Saved data entries:
• • • • •

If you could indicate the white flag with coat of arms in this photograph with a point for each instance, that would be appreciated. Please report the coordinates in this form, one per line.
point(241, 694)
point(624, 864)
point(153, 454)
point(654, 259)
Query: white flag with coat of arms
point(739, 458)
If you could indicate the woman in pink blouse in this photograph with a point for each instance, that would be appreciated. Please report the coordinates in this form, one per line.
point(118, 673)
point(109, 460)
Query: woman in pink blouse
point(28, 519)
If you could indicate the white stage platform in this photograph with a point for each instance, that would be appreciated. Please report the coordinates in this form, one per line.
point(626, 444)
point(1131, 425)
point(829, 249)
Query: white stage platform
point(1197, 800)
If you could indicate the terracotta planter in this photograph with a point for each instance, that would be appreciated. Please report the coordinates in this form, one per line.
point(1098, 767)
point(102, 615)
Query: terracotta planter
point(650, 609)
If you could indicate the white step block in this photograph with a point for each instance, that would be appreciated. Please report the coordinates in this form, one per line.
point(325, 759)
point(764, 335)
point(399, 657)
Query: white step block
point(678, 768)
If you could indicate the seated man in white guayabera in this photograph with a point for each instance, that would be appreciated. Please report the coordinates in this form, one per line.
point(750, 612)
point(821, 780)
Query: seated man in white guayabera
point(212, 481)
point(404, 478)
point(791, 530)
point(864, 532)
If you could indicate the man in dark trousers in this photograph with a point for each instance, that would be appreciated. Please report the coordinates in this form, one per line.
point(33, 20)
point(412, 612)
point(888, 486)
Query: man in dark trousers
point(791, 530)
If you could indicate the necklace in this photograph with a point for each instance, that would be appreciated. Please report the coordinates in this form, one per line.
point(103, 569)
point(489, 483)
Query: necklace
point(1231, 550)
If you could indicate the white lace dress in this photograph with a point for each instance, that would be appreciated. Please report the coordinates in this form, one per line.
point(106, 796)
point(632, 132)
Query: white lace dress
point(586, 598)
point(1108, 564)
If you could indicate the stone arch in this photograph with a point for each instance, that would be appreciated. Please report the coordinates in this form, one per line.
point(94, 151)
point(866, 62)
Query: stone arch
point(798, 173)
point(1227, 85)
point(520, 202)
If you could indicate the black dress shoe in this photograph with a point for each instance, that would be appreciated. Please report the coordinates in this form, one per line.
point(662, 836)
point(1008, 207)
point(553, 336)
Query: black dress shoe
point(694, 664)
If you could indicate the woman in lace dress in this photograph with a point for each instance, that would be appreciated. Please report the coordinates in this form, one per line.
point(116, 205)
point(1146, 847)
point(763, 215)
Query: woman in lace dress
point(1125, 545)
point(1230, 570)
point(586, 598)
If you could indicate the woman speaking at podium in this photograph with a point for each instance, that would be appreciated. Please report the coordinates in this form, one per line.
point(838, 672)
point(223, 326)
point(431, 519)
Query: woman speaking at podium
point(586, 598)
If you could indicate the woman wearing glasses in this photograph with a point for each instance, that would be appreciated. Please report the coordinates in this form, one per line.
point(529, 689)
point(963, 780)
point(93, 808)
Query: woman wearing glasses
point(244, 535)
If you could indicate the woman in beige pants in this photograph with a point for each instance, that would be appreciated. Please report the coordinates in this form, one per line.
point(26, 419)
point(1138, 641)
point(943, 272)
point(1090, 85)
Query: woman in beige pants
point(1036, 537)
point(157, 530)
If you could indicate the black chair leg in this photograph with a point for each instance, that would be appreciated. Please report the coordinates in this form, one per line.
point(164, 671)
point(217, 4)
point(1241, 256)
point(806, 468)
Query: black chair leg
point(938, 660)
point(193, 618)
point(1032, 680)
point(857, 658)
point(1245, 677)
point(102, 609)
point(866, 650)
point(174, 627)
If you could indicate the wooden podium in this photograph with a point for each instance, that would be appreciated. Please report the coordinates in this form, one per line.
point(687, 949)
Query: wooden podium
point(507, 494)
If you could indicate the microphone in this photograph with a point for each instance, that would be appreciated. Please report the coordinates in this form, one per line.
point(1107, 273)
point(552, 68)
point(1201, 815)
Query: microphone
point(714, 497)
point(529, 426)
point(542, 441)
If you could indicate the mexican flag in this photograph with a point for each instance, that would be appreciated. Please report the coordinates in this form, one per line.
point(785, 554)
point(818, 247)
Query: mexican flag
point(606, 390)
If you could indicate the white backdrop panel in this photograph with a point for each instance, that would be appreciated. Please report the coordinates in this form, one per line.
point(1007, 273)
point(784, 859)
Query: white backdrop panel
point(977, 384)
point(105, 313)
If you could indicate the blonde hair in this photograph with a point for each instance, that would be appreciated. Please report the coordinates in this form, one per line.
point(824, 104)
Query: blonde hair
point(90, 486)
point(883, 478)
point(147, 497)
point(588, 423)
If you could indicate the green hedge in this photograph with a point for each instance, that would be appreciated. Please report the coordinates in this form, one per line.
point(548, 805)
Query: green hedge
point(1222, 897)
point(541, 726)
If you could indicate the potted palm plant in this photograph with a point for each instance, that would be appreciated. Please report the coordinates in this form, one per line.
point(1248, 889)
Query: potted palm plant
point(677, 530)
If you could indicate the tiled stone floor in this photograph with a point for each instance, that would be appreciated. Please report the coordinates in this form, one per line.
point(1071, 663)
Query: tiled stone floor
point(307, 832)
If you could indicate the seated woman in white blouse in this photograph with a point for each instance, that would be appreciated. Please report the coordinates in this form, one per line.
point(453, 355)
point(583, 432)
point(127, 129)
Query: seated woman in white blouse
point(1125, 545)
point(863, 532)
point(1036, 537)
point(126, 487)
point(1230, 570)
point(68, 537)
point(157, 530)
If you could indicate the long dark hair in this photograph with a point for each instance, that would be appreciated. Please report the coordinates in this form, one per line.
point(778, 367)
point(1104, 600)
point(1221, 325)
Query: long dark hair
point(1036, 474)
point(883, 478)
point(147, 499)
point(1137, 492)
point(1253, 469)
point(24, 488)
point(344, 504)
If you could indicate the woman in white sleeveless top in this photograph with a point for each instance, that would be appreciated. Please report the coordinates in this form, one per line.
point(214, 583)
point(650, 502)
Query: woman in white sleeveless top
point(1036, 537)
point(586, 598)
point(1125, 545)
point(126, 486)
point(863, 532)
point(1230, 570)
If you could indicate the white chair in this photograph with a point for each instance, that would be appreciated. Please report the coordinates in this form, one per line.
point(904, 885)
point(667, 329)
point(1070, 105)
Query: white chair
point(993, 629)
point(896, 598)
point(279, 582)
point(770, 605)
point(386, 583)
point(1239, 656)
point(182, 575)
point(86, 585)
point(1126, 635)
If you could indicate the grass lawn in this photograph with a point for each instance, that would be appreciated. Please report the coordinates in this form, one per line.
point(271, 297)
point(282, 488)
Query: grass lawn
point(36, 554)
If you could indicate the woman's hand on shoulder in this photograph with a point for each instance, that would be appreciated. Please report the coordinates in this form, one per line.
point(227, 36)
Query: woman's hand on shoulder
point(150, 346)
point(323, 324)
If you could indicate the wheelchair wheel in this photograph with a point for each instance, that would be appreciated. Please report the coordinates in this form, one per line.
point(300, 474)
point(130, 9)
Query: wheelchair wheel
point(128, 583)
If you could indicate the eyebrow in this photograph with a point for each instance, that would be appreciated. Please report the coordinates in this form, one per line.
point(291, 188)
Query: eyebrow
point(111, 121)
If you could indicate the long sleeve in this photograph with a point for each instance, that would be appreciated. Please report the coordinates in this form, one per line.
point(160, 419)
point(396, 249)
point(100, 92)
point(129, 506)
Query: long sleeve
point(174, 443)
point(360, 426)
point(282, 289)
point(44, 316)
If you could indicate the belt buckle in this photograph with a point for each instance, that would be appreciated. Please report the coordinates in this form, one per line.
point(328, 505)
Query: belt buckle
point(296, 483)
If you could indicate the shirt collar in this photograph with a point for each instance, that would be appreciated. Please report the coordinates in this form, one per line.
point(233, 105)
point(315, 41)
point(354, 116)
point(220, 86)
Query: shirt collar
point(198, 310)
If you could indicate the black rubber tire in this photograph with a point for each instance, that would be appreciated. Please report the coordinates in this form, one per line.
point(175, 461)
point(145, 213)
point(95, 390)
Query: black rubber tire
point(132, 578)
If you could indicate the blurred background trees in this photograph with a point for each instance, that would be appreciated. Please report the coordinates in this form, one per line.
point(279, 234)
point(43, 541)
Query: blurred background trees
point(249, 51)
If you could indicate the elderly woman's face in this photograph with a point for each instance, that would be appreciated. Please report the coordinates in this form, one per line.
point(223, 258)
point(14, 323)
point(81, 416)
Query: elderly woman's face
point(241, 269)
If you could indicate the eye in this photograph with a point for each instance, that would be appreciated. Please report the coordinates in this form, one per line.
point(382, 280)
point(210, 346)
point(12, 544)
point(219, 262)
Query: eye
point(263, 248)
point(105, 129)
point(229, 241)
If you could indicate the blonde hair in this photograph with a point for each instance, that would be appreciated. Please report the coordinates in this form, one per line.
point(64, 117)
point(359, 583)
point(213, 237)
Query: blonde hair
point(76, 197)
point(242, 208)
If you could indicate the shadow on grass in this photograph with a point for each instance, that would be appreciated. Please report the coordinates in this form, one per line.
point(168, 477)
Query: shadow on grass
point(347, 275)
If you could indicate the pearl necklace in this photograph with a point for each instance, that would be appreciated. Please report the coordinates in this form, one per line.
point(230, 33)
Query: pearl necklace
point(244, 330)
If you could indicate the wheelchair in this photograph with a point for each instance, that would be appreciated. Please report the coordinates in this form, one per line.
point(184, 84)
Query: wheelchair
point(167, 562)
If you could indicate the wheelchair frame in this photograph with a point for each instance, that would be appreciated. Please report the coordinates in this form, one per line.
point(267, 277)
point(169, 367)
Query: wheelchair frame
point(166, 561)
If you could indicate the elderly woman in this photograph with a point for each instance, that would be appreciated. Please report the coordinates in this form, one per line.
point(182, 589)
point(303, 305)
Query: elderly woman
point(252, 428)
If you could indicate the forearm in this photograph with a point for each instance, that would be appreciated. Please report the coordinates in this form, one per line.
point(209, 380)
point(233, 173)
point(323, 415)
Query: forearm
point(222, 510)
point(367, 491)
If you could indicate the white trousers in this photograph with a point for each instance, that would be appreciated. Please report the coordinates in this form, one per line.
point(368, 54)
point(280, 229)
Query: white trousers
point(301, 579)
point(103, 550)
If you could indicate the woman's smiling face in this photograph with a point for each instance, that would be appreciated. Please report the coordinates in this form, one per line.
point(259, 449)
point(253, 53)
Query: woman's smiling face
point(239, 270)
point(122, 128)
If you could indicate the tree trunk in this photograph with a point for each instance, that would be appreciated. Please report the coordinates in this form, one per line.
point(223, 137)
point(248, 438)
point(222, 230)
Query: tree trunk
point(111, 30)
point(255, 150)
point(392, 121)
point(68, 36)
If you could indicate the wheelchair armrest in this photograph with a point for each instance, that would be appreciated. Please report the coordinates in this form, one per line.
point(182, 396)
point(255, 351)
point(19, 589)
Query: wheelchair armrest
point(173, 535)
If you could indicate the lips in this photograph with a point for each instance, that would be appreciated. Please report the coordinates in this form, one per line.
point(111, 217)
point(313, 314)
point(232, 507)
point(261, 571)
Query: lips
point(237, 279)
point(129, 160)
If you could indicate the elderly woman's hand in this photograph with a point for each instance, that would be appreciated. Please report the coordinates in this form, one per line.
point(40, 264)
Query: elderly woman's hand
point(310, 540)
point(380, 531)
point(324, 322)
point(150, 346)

• • • • •

**Problem requirements**
In the entries above, restate word for word the lines between the one holding "point(1090, 85)" and the one holding "point(217, 4)", inclusive, and nothing besides.

**Exercise response**
point(1090, 85)
Query: woman in beige pants
point(1036, 537)
point(157, 530)
If you could indicate the black chair leg in this photograph with a point for each instance, that would be appreciated. Please report the coordinates in this form, one per line.
point(164, 671)
point(217, 4)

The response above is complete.